>> Begin DOCUMENT SEGMENT

The physical addess space is where all memory and most IO resources are located. PCI memory bars, PCI MMIO bars, platform devices like lapic, io-apic, hpet, tpm, ...

On your linux machine you can use lscpu to see the size of the physical address space:

$ lscpu
Architecture:            x86_64
  CPU op-mode(s):        32-bit, 64-bit
  Address sizes:         39 bits physical, 48 bits virtual
                         ^^^^^^^^^^^^^^^^
[ ... ]

In /proc/iomem you can see how the address space is used. Note that the actual addresses are only shown to root.

The physical address space problem on x86_64

The very first x86_64 processor (AMD Opteron) shipped with a physical address space of 40 bits (aka one TeraByte). So when qemu added support for the (back then) new architecture the qemu vcpu likewise got 40 bits of physical address space, probably assuming that this would be a safe baseline. It is still the default in qemu (version 8.1 as of today) for backward compatibility reasons.

Enter Intel. The first 64-bit processors shipped by Intel featured only 36 bits of physical address space. More recent Intel processors have 39, 42 or more physical address bits. Problem is this limit applies not only to the real physical addess space, but also to Extended Page Tables (EPT). Which means the physical address space of virtual machines is limited too.

So, the problem is the virtual machine firmware does not know how much physical address space it actually has. When checking CPUID it gets back 40 bits, but it could very well be it actually has only 36 bits.

Traditional firmware behavior

To address that problem the virtual machine firmware was very conservative with address space usage, to avoid crossing the unknown limit.

OVMF used to have a MMIO window with fixed size (32GB), which was based on the first multiple of 32GB after normal RAM. So a typical, smallish virtual machine had 0 -> 32GB for RAM and 32GB -> 64GB for IO, staying below the limit for 36 bits of physical address space (which equals 64GB).

VMs having more than 30GB of RAM will need address space above 32GB for RAM, which pushes the IO window above the 64GB limit. The assumtion that hosts which have enough physical memory to run such big virtual machines also have a physical address space larger than 64GB seems to have worked good enough.

Nevertheless the fixed 32G-sized IO window became increasingly problematic. Memory sizes are growing, not only for main memory, but also for device memory. GPUs have gigabytes of memory these days.

Config options in qemu

Qemu has tree -cpu options to control physical address space advertized to the guest, for quite a while already.

host-phys-bits={on,off}: When enabled qemu will use the hosts physical address bits for the guest, i.e. the guest can see the actual limit. I recommend enable this everywhere.
Upstream default: off (except for -cpu host where it is on).
Some downstream linux distro builds flip this to on by default.
host-phys-bits-limit=bits: Is used only with host-phys-bits=on. Can be used to reduce the number of physical address space bits communicated to the guest. Useful for live migration compatibility in case your machine cluster has machines with different physical address space sizes.

>> End DOCUMENT SEGMENT
>> Begin SOURCE EXCERPT

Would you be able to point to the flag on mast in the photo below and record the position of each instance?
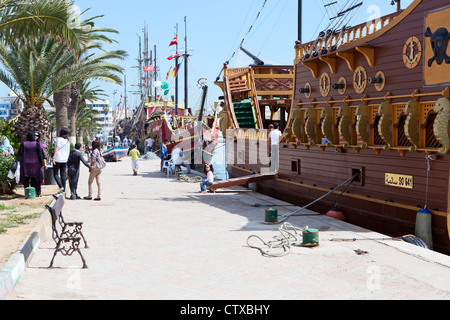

>> End SOURCE EXCERPT

* **GIVEN INSTRUCTION 1**: According to the article on x86_64 physical address space, how many bits of physical address space did the first 64-bit processors shipped by Intel have?
* **GIVEN INSTRUCTION 2**: Proceed with the article on x86_64 physical address space, picking up right after its last sentence.
The material placed after the article on x86_64 physical address space comes from a separate source.

* **RIGHT ANSWER 1**: They had 36 bits of physical address space.

* **RIGHT ANSWER 2**:
phys-bits=bits: Is used only with host-phys-bits=off. Can be used to set the number of physical address space bits to any value you want, including non-working values. Use only if you know what you are doing, it's easy to shot yourself into the foot with this one.

Changes in OVMF

Recent OVMF versions (edk2-stable202211 and newer) try to figure the size of the physical address space using a heuristic: In case the physical address space bits value received via CPUID is 40 or below it is checked against known-good values, which are 36 and 39 for Intel processors and 40 for AMD processors. If that check passes or the number of bits is 41 or higher OVMF assumes qemu is configured with host-phys-bits=on and the value can be trusted.

In case there is no trustworthy phys-bits value OVMF will continue with the traditional behavior described above.

In case OVMF trusts the phys-bits value it will apply some OVMF-specific limitations before actually using it:

The concept if virtual memory does not exist in UEFI, so the firmware will identity-map everything. Without 5-level paging (which is not yet supported in OVMF) at most 128TB (phys-bits=47) can be identity-mapped, so OVMF can not use more than that.
The actual limit is phys-bits=46 (64TB) for now due to older linux kernels (4.15) having problems if OVMF uses phys-bits=47.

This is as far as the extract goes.